◆ AIM OF THE TASK:
Reproduce each record below exactly as written.

%%

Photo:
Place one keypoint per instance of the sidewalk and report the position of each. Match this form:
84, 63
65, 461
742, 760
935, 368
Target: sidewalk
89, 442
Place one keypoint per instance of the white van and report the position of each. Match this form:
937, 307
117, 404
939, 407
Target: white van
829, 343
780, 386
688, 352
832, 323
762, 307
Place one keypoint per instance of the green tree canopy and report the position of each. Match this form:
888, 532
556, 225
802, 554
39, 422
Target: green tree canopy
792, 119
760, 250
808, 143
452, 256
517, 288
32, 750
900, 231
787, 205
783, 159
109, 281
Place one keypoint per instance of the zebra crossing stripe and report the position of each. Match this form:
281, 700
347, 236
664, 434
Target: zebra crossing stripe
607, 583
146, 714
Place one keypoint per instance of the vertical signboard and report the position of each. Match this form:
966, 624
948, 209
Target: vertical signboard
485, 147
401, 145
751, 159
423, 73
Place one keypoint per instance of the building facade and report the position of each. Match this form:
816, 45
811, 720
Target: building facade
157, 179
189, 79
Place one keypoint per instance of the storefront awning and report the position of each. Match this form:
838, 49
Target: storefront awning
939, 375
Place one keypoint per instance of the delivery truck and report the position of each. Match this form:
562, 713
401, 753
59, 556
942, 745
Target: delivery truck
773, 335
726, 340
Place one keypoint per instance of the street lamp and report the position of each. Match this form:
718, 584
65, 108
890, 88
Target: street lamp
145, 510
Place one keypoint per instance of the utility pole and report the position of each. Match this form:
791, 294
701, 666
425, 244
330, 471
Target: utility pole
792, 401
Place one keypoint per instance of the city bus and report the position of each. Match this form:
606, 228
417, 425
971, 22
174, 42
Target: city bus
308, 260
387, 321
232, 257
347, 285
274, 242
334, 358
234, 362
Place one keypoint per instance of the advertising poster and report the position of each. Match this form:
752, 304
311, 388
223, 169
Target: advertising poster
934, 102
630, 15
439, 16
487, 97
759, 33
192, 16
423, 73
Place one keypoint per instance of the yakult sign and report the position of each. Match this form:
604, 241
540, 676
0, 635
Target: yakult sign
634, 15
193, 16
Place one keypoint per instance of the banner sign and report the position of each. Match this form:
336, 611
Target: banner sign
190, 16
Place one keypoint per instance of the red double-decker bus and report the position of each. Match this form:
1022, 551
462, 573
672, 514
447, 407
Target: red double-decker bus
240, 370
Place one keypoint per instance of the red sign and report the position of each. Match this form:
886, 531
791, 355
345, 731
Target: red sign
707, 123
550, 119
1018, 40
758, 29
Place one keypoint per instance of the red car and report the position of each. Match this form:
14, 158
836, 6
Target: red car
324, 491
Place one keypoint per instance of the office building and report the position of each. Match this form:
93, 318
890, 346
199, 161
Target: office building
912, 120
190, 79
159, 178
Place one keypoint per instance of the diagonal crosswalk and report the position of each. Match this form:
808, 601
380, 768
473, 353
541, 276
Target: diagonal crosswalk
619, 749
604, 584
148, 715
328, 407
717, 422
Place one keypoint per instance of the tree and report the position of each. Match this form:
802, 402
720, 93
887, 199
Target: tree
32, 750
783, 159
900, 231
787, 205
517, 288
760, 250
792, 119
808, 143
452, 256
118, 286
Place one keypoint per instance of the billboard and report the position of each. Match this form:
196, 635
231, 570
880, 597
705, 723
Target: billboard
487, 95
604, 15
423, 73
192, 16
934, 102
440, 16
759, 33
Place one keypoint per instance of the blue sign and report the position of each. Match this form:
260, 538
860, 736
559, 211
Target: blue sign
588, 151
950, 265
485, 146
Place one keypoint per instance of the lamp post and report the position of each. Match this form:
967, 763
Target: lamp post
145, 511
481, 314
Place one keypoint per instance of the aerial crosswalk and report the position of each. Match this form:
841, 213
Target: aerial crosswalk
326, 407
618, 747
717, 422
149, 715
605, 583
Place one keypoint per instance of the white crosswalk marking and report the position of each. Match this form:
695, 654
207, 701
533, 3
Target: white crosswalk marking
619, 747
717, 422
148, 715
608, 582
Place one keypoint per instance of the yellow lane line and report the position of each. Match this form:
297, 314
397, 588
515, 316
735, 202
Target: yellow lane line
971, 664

%%

◆ SOLUTION FOR THIS EXERCISE:
Photo:
Place one keypoint per instance of the sidewalk and report the position of each. Match this form:
84, 63
65, 461
742, 760
935, 368
Target: sidewalk
89, 442
Place one keypoint per instance of the white van and report the position of each. Match this form:
937, 307
117, 404
939, 407
Target: white van
829, 343
780, 386
688, 352
832, 323
762, 307
Place one keypoint per instance of the green tree canopy and report the position of each. Match this form:
888, 532
556, 225
802, 554
39, 422
Target: green tree canopy
792, 119
760, 250
808, 143
452, 256
517, 288
32, 750
900, 231
787, 205
783, 159
109, 281
Place one keypoint per instance of the zebra crossing stripe and report the position of each. Match this form:
281, 700
347, 236
664, 434
Target: zebra crossing stripe
607, 583
146, 714
Place one keypoint per instance of the vertical signboard and report the position of each. Match this form:
966, 624
948, 209
Target: vertical signboard
485, 147
401, 145
751, 159
423, 73
Place one keypoint per instance of the building facade and report the position of each. Match this form:
816, 45
811, 720
Target: building facade
157, 179
189, 79
Place one keypoint per instance of the storefront awning and report the position of each. Match this form:
838, 49
Target: storefront awning
939, 375
Place one keypoint per instance of the delivery truck and report the position of each. Match this form:
562, 713
401, 753
59, 556
942, 745
Target: delivery truck
773, 335
726, 340
Place one keypoint per instance of the street lamp and report the position of each. Match this form:
718, 584
65, 108
890, 88
Target: street lamp
145, 510
Place one keypoint per instance of the utility pole and report the position of each. Match this form:
791, 294
701, 666
425, 244
330, 471
Target: utility pole
792, 401
Place one keypoint per instance of the city bus and report the position of each. Match this form:
606, 228
417, 425
971, 22
174, 42
Target: city bus
308, 260
387, 321
232, 257
347, 285
274, 242
334, 358
234, 362
Place one keypoint per instance of the advertising poster and report the position of each. Match this form:
752, 304
311, 388
223, 169
Target: advertising poster
934, 102
630, 15
439, 16
487, 97
759, 33
192, 16
423, 73
Place one keypoint per instance of the yakult sign and report the position of each. Match this form:
604, 241
540, 676
0, 635
Target: yakult sign
634, 15
193, 16
Place one keypoint per instance of the banner sign and report the position of each. Match this form:
336, 611
Target: banner sign
190, 16
Place one keypoint per instance of the red double-decker bus and report the position of each. Match this form:
1022, 551
462, 573
672, 514
447, 407
Target: red double-decker bus
240, 370
Place one keypoint per instance of the red sign and report the position of each. Match this form:
886, 531
791, 355
345, 731
Target: red sign
707, 123
550, 119
1018, 40
758, 29
Place one keypoint per instance of the red car and report the position of each. Match this form:
14, 158
836, 6
Target: red car
324, 491
Place one keypoint per instance of the office building and report the position of each. Match this form:
93, 318
890, 346
199, 161
Target: office building
912, 120
190, 79
159, 178
Place one keypoint per instance of the diagonal crosswalk and report the position of each. Match this form:
808, 601
380, 768
473, 353
541, 276
Target: diagonal crosswalk
619, 749
604, 584
148, 715
328, 407
717, 422
Place one keypoint per instance of the tree and report the position of each. Match this form:
802, 402
720, 93
887, 199
Target: tree
32, 750
783, 159
900, 231
787, 205
517, 288
760, 250
792, 119
808, 143
452, 256
118, 286
Place one keypoint per instance of the billboard and report the position of each. Match this form:
196, 635
231, 570
880, 597
705, 723
Target: billboard
487, 95
604, 15
423, 73
192, 16
934, 102
440, 16
759, 33
Place one keypoint per instance of the blue sign and report the position of each. Match this form:
260, 538
860, 736
559, 211
Target: blue sign
588, 151
950, 265
485, 146
Place one keypoint per instance of the lamp post and report the position of each. Match this form:
967, 763
Target: lamp post
145, 511
481, 314
Place one keypoint per instance of the aerial crosswalk and report the position of each. Match this form:
841, 213
Target: aerial crosswalk
326, 407
618, 747
717, 422
149, 715
605, 583
Place one keypoint per instance of the white crosswalk marking and report the position of each. Match this form:
695, 654
207, 701
533, 3
Target: white crosswalk marking
619, 747
717, 422
148, 715
608, 582
Place one keypoint per instance of the yellow lane line and report the position of each. Match this form:
297, 314
397, 588
515, 316
735, 202
Target: yellow lane line
971, 664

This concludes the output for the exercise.